— begin Extracted text —
With former manager Phil Mogg watching stage-side, The Quireboys were the perfect act to kick-start Day #2 on the Main Stage. “Good afternoon, let me see you raise your glasses in their air,” cried the irrepressible Spike, slurring: “If you clap your hands, Guy Griffin will by you all a drink.” Having dedicated the excellent ‘I Don’t Love You Anymore’ to fallen snooker ace Hurricane Higgins, ex-guitarist Guy Bailey (“Yes, he’s still alive!” giggled Spike) joined in for the final singalong of ‘Seven O’Clock’.
My heart went out to UFO, whose set was plagued by equipment problems. No sooner had Monsewer Mogg vowed to cut down on the chatter and squeeze in as many tunes as possible than Vinnie Moore’s guitar gave up and died during the intro to ‘Only You Can Rock Me’. “You see, this is why we never made it onto The X Factor,” remarked Phil drily. But with roadies running around everywhere, a minute became two, then five, then six, and one began to fear the problem would not be fixed. Not so, thankfully. But with the guitar continuing to drop in and out of the mix, the band had to somehow nurse their set over the finishing line. Mogg crossed his fingers theatrically towards the audience as Moore prepared to launch into ‘Rock Bottom’s legendary guitar solo, and when the sound failed once more the guitarist quite rightly threw his hands in the air. Aside from the gremlins, the injustice was two-fold. Why on earth were a band of UFO’s quality and popularity so low on the bill? Let’s have them back next year to show what they can **really** do.
One of the day’s funniest moments came when I introduced my friend Neil Pudney to Fish: the look of ‘New-underpants-please’ incredulity as he realised whose hand he was shaking was a genuine picture. Sadly, I could only watch a few numbers of Bachman & Turner, but they were fabulous; all cowbells, stomping riffs and grizzled vocals. I would urge anyone that liked BTO to pick up Randy and Fred’s album when it drops next month. Caught a bit of Ted Turner’s solo set in the VIP area… a mixture of slide guitars and bongos – not what I expected. Over at a packed-out Prog Stage, Uriah Heep, on the other hand, offered everything I’d hoped. Revising their classic ‘Demons & Wizards’ album in its entirety for the very first time with the sterling assistance of Micky Moody on slide guitar, their set was one of the day’s revelations. Much to the amusements of Messrs Beare, Pudney and Prog magazine’s Nick Shilton, I came over all misty-eyed and had to seek refreshment in the beer tent.
— end Extracted text —
> Problem set:
1) In the festival review, which album did Uriah Heep play in its entirety for the first time?
2) Write the next part of the festival review, picking up after its final sentence.
— begin Stored rows —
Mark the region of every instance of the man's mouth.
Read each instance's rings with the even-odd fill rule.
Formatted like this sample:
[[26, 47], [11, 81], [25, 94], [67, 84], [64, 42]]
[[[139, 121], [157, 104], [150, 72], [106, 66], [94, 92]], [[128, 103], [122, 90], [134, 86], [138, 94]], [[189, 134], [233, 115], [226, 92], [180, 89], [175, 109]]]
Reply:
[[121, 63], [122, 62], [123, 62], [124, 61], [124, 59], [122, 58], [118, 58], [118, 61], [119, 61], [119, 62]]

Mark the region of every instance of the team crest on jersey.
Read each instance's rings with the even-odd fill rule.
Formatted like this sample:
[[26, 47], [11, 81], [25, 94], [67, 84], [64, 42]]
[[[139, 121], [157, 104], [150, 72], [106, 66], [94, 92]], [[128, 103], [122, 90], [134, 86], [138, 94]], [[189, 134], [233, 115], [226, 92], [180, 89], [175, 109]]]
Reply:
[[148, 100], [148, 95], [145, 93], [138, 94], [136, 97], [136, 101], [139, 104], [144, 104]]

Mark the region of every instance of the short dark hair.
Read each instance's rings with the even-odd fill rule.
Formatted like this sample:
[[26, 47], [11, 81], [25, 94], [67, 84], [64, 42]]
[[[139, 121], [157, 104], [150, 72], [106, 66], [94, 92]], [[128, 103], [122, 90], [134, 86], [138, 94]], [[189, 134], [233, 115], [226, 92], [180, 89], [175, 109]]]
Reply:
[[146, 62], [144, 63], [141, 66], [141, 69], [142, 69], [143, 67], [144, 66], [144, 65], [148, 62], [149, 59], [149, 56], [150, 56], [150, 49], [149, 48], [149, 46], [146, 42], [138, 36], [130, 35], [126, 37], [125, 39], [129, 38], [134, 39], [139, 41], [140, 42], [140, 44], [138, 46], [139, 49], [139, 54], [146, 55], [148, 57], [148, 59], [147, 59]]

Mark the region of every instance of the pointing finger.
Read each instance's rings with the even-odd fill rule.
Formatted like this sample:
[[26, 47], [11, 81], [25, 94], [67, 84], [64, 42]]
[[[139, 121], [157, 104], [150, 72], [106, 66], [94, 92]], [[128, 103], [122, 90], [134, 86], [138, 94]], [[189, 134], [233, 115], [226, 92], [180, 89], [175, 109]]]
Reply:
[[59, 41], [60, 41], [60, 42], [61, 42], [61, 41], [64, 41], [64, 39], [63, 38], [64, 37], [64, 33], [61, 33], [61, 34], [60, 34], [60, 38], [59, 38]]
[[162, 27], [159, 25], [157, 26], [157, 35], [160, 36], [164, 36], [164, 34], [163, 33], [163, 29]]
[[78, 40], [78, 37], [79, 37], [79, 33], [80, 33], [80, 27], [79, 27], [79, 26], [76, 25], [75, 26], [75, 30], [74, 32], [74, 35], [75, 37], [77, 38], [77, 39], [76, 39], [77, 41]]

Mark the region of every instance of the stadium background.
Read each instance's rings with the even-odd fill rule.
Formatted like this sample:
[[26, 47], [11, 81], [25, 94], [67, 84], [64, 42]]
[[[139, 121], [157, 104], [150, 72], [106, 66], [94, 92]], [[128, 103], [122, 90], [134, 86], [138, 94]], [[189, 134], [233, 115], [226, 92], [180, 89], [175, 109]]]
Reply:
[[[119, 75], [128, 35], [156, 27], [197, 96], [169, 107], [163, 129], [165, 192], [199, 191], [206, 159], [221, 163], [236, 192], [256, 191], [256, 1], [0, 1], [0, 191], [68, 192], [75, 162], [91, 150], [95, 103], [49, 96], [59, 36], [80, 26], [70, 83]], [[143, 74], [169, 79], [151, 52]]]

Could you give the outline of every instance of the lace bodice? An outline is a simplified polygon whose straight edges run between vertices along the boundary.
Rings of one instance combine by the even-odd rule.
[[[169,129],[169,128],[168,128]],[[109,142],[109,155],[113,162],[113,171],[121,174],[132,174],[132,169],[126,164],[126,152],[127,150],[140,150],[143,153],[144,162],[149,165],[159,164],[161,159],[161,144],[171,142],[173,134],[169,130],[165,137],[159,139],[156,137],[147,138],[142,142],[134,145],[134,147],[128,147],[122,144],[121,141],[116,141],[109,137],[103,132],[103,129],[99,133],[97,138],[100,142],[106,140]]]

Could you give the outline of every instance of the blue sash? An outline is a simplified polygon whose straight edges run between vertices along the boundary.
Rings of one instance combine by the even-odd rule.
— end Stored rows —
> Answers for the exercise:
1) Their classic 'Demons & Wizards' album.

2)
After watching a couple of songs by The Strawbs in the VIP area, it was back to the Main Stage. The fact that Joe Elliott’s Down ‘N’ Outz were up against Opeth and Agent ensured a surprisingly sparse crowd, but the music was excellent. “These songs have waited 35 years for an audience, and we’re proud to bring them to you,” beamed Elliott. Ian Hunter joined the band for ‘Once Bitten Twice Shy and ‘Why Do You Love’, but by that point I was already looking at my watch. The band had used 78 of their allotted 80 minutes and still hadn’t played ‘All The Way From Memphis’, ‘Roll Away The Stone’ or ‘All The Young Dudes’. I turned to Andy as said: “It would take a big man to throw Joe Elliott and Ian Hunter off a stage”, but that’s exactly what happened. A disembodied voice announced: “Thank you very much, Down ‘N’ Outz”, and the power was cut. Joe and Ian looked gobsmacked and for a moment I thought Hunter was gonna swing his acoustic at somebody’s head. In football parlance, no doubt it went off in the tunnel afterwards, also in the dressing room. The miscalculation was the band’s own fault, but the ugly way their set was terminated – the mics could at least have been turned back on to allow them to say goodbye – was utterly disrespectful.
Adding insult to injury, the stage remained empty for 10 full minutes once it had been readied for Emerson, Lake & Palmer’s first gig in 12 years. Having seen them just once before, this was to be my own crowning moment at High Voltage. Things began messily, opener ‘Karn Evil 9 First Impression Pt 2’ being ever so slightly rushed, not to mention slapdash thanks to nerve damage in Keith Emerson’s right hand causing some fluffed notes. But by ‘Bitches Crystal’, things had settled down nicely. Like the rest of the crowd I was gobsmacked by Greg Lake’s girth, also the seemingly casual power and richness of the bassist’s voice. The set-list was all over the place, though. ‘Take A Pebble’ morphed into a piano solo from Emerson before Lake and Carl Palmer picked things up again with ‘Stones Of Years’, from ‘Tarkus’, ruining all hope of seeing the masterpiece performed the way it was done in 1971. Worse still, the cantankerous Lake was engaged in proving that ELP were/are prima donnas, petulantly bellowing: “Feedback! Feedback! Feedback!” during the latter. However, the inevitable encore finale of ‘Fanfare For The Common Man’ and ‘Rondo’, complete with Palmer’s drum solo and a bout of knife-keyboard interaction from Emerson, was simply out of this world. Will we see ELP onstage again? Frankly, given the group’s body language, also the fact that they have always been their own worst critics (which is indeed saying something!), I doubt it.
On the other hand, High Voltage 2011 is already being booked. I, for one, will not be missing it for all the cider in Taunton.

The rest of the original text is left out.